▶ _Provided passage_:
= Beginning of Section =

The United States Conference of Catholic Bishops (USCCB) is the episcopal conference of the Catholic Church in the United States. Founded in 2001 after the merger of the National Conference of Catholic Bishops (NCCB) and United States Catholic Conference (USCC), the USCCB is a registered corporation based in Washington, D.C.

As with all bishops' conferences, certain decisions and acts of the USCCB must receive the recognitio, or approval, of the Roman dicasteries, which are subject to the immediate and absolute authority of the Pope.

As of November 2025, the USCCB president is Archbishop Paul Coakley of the Archdiocese of Oklahoma City. The vice president is Bishop Daniel E. Flores of the Diocese of Brownsville.

== Structure ==
The USCCB is composed of all active and retired members of the Catholic hierarchy in the United States and the territory of the U.S. Virgin Islands. This includes archbishops, bishops, coadjutors, auxiliary bishops and the ordinary of the Personal Ordinariate of the Chair of Saint Peter. The other American territories and commonwealths are not part of the USCCB.

The president is the chief executive officer of the USCCB and is in charge of the Administrative Committee. He also presides at the plenary sessions of the bishops. The vice president is the second highest official and is assigned certain duties by the president. The treasurer manages the USCCB finances and the secretary keeps the minutes of the plenary sessions. These officials are all bishops serving three-year terms in office.

= End of Section =

▶ _Entries excerpted from a collection_:
= Beginning of Section =

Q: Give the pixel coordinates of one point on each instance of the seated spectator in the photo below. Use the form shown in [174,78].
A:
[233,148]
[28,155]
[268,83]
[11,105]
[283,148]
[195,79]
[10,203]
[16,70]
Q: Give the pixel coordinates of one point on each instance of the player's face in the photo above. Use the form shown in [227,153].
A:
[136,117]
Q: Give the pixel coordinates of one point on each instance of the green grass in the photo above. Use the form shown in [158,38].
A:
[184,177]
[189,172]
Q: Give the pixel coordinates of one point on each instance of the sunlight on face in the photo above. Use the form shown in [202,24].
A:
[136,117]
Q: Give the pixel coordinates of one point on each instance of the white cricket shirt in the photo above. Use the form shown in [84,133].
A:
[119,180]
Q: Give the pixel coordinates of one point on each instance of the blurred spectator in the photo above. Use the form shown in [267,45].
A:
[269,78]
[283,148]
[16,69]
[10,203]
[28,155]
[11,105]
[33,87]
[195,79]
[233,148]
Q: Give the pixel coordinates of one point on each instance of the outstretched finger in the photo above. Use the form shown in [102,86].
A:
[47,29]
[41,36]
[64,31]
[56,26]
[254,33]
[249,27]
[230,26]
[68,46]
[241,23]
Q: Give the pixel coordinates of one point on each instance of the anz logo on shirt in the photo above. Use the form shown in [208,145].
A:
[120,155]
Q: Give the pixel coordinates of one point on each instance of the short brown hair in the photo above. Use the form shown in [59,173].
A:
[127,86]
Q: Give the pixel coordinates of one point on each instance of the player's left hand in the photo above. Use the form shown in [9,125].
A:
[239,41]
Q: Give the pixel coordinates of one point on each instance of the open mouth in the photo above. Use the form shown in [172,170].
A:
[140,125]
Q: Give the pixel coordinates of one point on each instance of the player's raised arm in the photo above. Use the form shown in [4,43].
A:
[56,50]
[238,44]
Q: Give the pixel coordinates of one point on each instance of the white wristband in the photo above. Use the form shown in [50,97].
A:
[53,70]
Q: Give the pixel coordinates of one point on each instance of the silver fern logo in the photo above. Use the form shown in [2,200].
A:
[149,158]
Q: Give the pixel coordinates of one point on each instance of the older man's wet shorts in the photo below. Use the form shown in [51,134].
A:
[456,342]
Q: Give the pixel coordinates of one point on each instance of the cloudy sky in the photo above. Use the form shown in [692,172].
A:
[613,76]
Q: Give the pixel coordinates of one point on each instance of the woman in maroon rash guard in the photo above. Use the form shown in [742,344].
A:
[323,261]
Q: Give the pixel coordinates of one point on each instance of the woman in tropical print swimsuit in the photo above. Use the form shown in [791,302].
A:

= End of Section =

▶ _Action item 1_:
From the USCCB passage, extract the wording that begins at the words "The president is" and stops after "terms in office.", copying it character for character.
▶ _Action item 2_:
Extend the text on the United States Conference of Catholic Bishops, picking up after its final sentence.

▶ _Task output 1_:
The president is the chief executive officer of the USCCB and is in charge of the Administrative Committee. He also presides at the plenary sessions of the bishops. The vice president is the second highest official and is assigned certain duties by the president. The treasurer manages the USCCB finances and the secretary keeps the minutes of the plenary sessions. These officials are all bishops serving three-year terms in office.

▶ _Task output 2_:
The USCCB normally holds two general assemblies per years. The assemblies are open to all bishops along with organizations and individuals who work with the USCCB. Voting on proposals are limited to active bishops of the Latin and Eastern Rite churches; emeritus bishops (retired bishops) do not have a vote. Proposals are passed either on majority votes or two-thirds votes.

As of 2025, the USCCB has 19 standing committees. Seven of these committees have subcommittees.

==History==
During the 19th century, the bishops in the United States met periodically to discuss issues facing the American church and to set policies and rules for its operation, with approval from the Vatican. Three of these plenary councils were held in Baltimore, Maryland, in 1852, 1866 and 1884.

As the American church grew and new circumstances arose, the need for more regular meetings soon became apparent.

===National Catholic War Council===

With the American entry into World War I in April 1917, the American Catholic hierarchy realized that it needed to provide chaplains and other services to Catholic soldiers serving in the United States and France. It would also need to raise funds from dioceses around the country to support these services.

In August 1917, each bishop in the United States sent one priest and one lay person to meet at the Catholic University of America in Washington, D.C. The organizers also invited members of the Catholic press and religious institutes. The 1917 meeting at Catholic University ended with the founding of the first national organization of Catholic bishops in the United States, the National Catholic War Council (NCWC). In December 1917, the American bishops decided to place the NCWC directly under their control.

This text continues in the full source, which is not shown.